Super Mario Galaxy U!!! That would be nice!!!


----------



## Joe88 (Nov 5, 2014)

why is everyone asking for ports?
some new games would be nice...


----------



## CathyRina (Nov 5, 2014)

Joe88 said:


> why is everyone asking for ports?
> some new games would be nice...


why not both?


----------



## Foxi4 (Nov 5, 2014)

Vanth88 said:


> I just wanna see them announce Majoras Mask. Every time they announce a new direct I tell myself this will be the one! it never is


I still don't understand why people are so excited for a game that's readily available as a Virtual Console title.


----------



## Deleted User (Nov 5, 2014)

I was hoping this would be almost ready to start by the time I got up. Then I had a nightmare and woke up early.


----------



## Chiejina (Nov 5, 2014)

I called Nintendo and they said they're releasing a new metroid tomorrow. All speculations can end now.


----------



## CathyRina (Nov 5, 2014)

Foxi4 said:


> I still don't understand why people are so excited for a game that's readily available as a Virtual Console title.


yeah, with those fancy shnancy N64 Grafics and not on a portable console.


----------



## Foxi4 (Nov 5, 2014)

XrosBlader821 said:


> yeah, with those fancy shnancy N64 Grafics and not on a portable console.


Perhaps Nintendo should just release N64 Virtual Console on the N3DS _(perhaps not the 3DS, it's not exactly capable, but who knows? Maybe it'd work)_ instead of trying to charge people four times for the same game across multiple platforms.

_(Not even using a hyperbole here, you can play Majora's Mask on the N64, the Gamecube, the Wii and the Wii U)_


----------



## CathyRina (Nov 5, 2014)

Foxi4 said:


> Perhaps Nintendo should just release N64 Virtual Console on the N3DS _(perhaps not the 3DS, it's not exactly capable, but who knows? Maybe it'd work)_ instead of trying to charge people five times for the same game across multiple platforms.


I dunno, was the N64 running at 240p or 480p? because if 240p then it would be perfect for N3DS.


----------



## Foxi4 (Nov 5, 2014)

XrosBlader821 said:


> I dunno, was the N64 running at 240p or 480p? because if 240p then it would be perfect for N3DS.

§ INFORMATION PROVIDED:
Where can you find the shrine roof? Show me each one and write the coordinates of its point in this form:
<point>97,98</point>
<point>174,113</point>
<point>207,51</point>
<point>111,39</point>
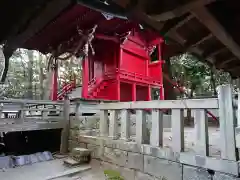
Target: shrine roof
<point>207,28</point>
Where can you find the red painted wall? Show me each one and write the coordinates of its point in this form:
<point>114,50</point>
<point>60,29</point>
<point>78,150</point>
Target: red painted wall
<point>155,70</point>
<point>109,92</point>
<point>141,93</point>
<point>125,92</point>
<point>132,63</point>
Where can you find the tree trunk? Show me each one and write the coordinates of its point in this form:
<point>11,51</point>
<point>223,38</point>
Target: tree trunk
<point>213,82</point>
<point>41,76</point>
<point>30,75</point>
<point>169,92</point>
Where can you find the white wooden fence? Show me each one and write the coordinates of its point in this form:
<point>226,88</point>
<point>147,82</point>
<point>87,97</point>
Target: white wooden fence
<point>228,162</point>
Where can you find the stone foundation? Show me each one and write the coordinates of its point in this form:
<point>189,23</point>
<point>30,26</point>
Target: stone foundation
<point>143,162</point>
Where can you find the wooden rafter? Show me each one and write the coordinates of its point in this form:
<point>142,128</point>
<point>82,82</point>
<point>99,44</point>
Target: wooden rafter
<point>218,51</point>
<point>49,13</point>
<point>181,10</point>
<point>202,40</point>
<point>221,65</point>
<point>216,29</point>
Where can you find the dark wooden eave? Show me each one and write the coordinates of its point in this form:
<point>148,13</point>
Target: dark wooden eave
<point>207,28</point>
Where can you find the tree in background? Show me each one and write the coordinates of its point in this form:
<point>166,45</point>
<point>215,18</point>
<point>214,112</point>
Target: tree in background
<point>196,77</point>
<point>28,71</point>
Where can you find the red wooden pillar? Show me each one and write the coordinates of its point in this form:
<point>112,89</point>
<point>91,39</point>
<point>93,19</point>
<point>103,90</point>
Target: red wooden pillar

§ EXERCISE OBJECTIVE: According to Foxi4 in the forum thread, on which platforms can Majora's Mask be played? The rows stand apart from the forum thread and are separate material.

§ RESULT: The N64, the Gamecube, the Wii and the Wii U.